__ESTRATTO FORNITO__
----------
I nuovi principi costituzionali non possono abrogare
per implicito le disposizioni delle leggi previgenti

Le recenti modifiche al capo V della Costituzione, introdotte con la legge 18 ottobre 2001, n. 3, hanno animato un acceso dibattito, del quale si è dato conto nella presente rivista (1), circa la persistenza o meno del sistema dei controlli sugli atti degli Enti locali da parte dei CO.RE.CO.

Tale dibattito impone un breve intervento, anche al fine di evitare che le amministrazioni interessate siano fuorviate dalle tesi fin qui sostenute (quasi tutte concordi nel ritenere implicitamente abrogati i controlli a decorrere dall’8 novembre 2001, data di entrata in vigore della citata L. costituzionale n. 3/2001) e rimangano esposte ad azioni (anche di responsabilità) che potranno essere intentate a seguito della mancata sottoposizione al controllo di atti deliberativi e della attribuzione ad essi dell'immediata efficacia.

Gli argomenti utilizzati da coloro che propendono per una presunta abrogazione tacita ed immediata delle disposizioni che prevedevano i controlli sugli ee.ll., fanno essenzialmente leva su due aspetti:

a) la circostanza che è stato abrogato espressamente l’art. 130 Cost., il quale offriva in precedenza copertura costituzionale ai controlli sugli ee.ll.; più in generale si è fatto riferimento, per sostenere la tesi, ad una serie di principi contenuti nel nuovo titolo V della Costituzione dai quali deriverebbe la postulata abrogazione per incompatibilità delle norme statali in materia;

b) si è anche osservato (ma tale osservazione, a ben vedere, costituisce nient’altro che ulteriore utilizzo, sotto altro profilo, dell’argomento sub a) che l’articolo 126, comma 1, del D.lgs 267/2000, nel prevedere il controllo preventivo sugli atti locali, fa espresso riferimento all’ormai abrogato art. 130 della Costituzione.

Si tratta di argomenti certo non irrilevanti, ma che non reggono ad un attento vaglio critico.

Per quanto riguarda l’argomento sub a), va premesso che, secondo l’orientamento costante della giurisprudenza costituzionale, l’abrogazione di una legge, nel caso in cui essa si ponga in contrasto con la Carta costituzionale, presuppone una esplicita pronuncia del Giudice delle leggi. Costituisce infatti fondamentale principio di diritto costituzionale quello secondo il quale la circostanza che una legge sia sospetta di incostituzionalità ovvero addirittura si ponga in rotta di collisione con i principii della nostra Carta costituzionale, non rende ex se inoperante od abrogata (per implicito) la norma stessa, ma presuppone una esplicita pronuncia da parte del Giudice delle leggi. Non a caso, pur dopo l’avvento della nuova Costituzione repubblicana, sono rimaste in piedi (sino a quando non sono cadute sotto la scure della Corte costituzionale) diverse norme previste dal previgente ordinamento fascista, nonostante che molte di esse fossero in palese contrasto con la nuova Carta costituzionale.
----------
[Estratti da un dataset di rilevamento]

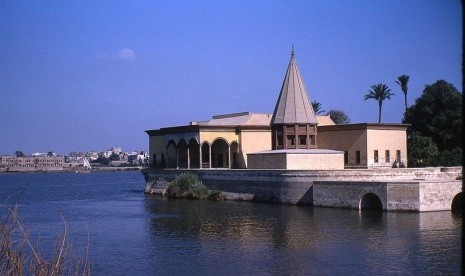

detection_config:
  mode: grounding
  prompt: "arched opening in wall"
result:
[202,142,210,169]
[212,138,229,168]
[166,140,177,168]
[231,141,240,169]
[178,139,188,168]
[189,138,200,168]
[451,192,463,213]
[359,193,383,211]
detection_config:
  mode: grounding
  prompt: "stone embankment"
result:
[142,167,462,211]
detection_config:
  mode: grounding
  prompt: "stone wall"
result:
[419,181,462,211]
[313,181,387,210]
[143,167,462,211]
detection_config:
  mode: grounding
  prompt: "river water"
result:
[0,172,462,275]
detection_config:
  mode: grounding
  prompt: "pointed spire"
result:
[271,45,318,125]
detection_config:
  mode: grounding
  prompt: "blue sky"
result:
[0,0,462,154]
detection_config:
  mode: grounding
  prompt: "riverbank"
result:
[0,167,143,174]
[142,167,463,212]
----------
__COMPITO__
Per favore, indica la data di entrata in vigore della legge costituzionale n. 3/2001 secondo l'estratto fornito.

__RISULTATO__
L'8 novembre 2001.